(Collection entries)
————————

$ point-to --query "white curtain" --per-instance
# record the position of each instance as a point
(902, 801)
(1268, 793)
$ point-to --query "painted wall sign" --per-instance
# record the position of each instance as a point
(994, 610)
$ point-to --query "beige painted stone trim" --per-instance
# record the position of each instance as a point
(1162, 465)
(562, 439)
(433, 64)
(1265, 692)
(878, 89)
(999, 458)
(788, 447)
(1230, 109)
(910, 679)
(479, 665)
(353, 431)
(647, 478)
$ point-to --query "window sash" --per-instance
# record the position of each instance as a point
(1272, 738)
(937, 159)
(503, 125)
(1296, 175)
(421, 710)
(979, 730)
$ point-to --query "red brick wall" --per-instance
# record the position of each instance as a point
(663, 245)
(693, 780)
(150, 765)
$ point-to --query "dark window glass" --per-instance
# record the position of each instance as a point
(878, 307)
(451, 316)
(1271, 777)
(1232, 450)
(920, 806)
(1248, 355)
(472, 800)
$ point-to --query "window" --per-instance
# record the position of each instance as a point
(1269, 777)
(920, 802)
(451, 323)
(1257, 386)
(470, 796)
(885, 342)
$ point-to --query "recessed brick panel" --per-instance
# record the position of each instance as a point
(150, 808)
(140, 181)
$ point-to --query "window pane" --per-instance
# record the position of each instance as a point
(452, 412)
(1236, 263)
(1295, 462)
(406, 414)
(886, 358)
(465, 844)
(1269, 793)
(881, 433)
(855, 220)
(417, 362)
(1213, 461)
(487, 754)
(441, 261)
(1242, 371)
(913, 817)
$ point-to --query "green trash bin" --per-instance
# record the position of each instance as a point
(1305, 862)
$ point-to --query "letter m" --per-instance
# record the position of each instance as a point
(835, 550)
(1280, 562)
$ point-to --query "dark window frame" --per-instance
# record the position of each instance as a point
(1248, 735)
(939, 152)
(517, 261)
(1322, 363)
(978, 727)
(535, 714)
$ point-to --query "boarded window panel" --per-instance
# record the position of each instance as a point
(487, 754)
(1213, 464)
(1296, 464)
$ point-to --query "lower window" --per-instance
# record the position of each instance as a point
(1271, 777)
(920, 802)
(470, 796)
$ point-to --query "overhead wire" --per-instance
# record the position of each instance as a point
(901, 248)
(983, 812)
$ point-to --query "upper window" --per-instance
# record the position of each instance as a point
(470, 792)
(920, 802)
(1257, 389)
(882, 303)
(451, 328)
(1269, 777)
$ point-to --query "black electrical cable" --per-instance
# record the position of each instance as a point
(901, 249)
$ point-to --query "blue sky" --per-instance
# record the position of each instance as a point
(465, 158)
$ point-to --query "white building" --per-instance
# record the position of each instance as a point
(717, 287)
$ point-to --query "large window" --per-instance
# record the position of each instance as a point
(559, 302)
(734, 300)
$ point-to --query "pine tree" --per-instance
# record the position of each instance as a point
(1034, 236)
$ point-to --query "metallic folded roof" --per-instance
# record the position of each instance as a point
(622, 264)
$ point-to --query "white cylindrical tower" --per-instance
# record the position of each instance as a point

————————

What this task involves: Collect every line in the items above that contains the string "panel".

Exercise response:
$ point-to --query "recessed brick panel" --per-instance
$ point-to --query "boarded window panel" --per-instance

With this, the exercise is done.